### TASK OBJECTIVE
Each line of the listing where the string "person" appears is to be identified and copied.

═════ MATERIAL SHOWN

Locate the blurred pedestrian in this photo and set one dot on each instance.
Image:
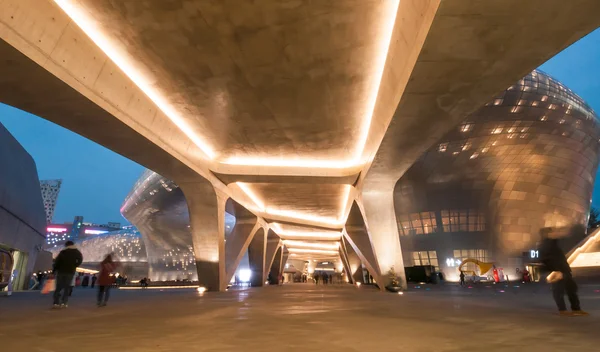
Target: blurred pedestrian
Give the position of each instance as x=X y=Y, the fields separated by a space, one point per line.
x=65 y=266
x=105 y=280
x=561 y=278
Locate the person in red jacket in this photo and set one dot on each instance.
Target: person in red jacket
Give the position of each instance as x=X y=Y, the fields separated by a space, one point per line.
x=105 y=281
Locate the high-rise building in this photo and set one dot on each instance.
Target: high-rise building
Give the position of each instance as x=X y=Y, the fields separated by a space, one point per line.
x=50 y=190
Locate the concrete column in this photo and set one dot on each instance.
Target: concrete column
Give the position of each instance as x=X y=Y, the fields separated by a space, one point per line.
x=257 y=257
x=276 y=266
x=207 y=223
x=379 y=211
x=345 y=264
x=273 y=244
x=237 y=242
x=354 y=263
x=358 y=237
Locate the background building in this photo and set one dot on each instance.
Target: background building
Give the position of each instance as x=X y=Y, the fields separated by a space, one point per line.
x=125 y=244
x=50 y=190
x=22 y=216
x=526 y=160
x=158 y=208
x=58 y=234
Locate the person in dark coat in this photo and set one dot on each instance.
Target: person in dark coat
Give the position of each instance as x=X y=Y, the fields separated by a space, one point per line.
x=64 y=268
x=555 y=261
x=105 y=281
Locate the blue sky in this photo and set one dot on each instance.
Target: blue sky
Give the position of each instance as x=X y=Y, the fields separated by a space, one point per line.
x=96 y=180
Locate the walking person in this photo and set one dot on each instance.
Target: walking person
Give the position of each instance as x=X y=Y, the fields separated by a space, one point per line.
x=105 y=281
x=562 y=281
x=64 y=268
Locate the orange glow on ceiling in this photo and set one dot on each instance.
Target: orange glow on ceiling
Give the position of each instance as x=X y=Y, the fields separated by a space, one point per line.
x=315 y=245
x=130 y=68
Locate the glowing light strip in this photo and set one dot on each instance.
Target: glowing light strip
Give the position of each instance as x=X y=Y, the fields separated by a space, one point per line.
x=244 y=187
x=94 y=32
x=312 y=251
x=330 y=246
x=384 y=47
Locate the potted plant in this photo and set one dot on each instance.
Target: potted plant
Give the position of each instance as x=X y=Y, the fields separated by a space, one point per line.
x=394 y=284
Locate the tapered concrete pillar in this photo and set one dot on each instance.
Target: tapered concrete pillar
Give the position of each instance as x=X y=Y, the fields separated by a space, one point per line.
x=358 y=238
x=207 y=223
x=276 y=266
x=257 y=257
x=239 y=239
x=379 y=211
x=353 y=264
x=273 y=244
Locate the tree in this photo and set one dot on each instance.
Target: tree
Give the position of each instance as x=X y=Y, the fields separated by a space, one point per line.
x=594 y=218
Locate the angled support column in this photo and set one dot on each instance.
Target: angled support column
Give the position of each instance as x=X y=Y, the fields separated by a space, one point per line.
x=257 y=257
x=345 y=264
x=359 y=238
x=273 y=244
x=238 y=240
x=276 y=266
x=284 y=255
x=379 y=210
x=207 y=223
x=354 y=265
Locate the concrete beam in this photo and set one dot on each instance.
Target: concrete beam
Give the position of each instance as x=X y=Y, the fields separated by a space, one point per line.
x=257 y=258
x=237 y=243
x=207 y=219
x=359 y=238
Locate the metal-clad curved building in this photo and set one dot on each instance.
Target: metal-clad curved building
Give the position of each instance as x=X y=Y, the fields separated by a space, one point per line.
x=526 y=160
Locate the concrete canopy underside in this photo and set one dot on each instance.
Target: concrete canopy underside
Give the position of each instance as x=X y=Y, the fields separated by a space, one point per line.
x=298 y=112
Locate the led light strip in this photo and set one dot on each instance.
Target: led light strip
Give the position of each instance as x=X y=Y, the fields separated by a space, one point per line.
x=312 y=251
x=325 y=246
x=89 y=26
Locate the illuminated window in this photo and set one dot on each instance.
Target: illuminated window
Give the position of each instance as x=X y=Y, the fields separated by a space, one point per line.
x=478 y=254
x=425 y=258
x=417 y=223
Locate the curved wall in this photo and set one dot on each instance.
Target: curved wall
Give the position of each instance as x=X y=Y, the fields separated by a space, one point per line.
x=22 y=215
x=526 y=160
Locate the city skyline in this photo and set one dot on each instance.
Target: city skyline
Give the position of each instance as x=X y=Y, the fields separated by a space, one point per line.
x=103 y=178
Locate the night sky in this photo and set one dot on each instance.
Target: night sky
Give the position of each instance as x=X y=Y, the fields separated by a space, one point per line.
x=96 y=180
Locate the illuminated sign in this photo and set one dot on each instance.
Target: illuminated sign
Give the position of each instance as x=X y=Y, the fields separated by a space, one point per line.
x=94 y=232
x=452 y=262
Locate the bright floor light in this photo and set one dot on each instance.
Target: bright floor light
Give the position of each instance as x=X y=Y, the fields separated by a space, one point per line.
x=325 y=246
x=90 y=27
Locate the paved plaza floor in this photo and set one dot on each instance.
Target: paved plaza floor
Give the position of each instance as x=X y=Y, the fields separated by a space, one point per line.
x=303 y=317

══════════

### FINAL ANSWER
Locate the person in red jacket in this photo and set one dot on each instance.
Target: person in red jacket
Locate the person in dark coat in this photo and set one dot on each instance.
Target: person in dark coat
Locate the walking person in this photo and set one dot on each instance.
Target: walking person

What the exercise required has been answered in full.